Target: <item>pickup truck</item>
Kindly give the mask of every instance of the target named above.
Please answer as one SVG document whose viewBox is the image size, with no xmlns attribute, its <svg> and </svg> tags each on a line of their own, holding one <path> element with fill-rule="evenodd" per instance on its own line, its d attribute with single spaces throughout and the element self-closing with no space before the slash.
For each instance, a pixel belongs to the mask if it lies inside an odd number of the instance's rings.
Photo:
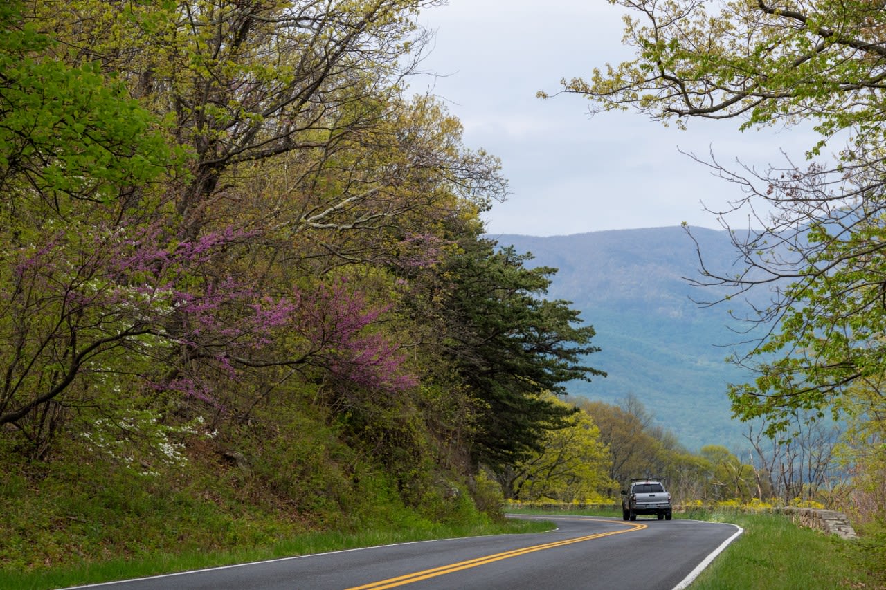
<svg viewBox="0 0 886 590">
<path fill-rule="evenodd" d="M 636 520 L 638 514 L 654 514 L 658 520 L 671 520 L 671 494 L 661 477 L 632 479 L 628 490 L 621 491 L 621 517 Z"/>
</svg>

--*--

Task goal:
Reproduce every item above, switching "pickup truck" to "delivery van" and keeping all other text unchanged. Leave the pictures out.

Full output:
Target: <item>delivery van</item>
Kindly give the mask of every instance of the target named above.
Please answer as one SVG document whose viewBox is the image size, with no xmlns attribute, its <svg> and </svg> tags each on a line of their own, holding one <path> element with fill-rule="evenodd" per instance on its own line, its d attribute with single spaces throughout and the element self-closing with no space before the slash.
For each instance, a pixel belongs to the mask if it lies inside an odd number of the instance's rings.
Photo:
<svg viewBox="0 0 886 590">
<path fill-rule="evenodd" d="M 636 520 L 638 514 L 654 514 L 658 520 L 671 520 L 671 494 L 661 477 L 632 479 L 628 490 L 621 491 L 621 517 Z"/>
</svg>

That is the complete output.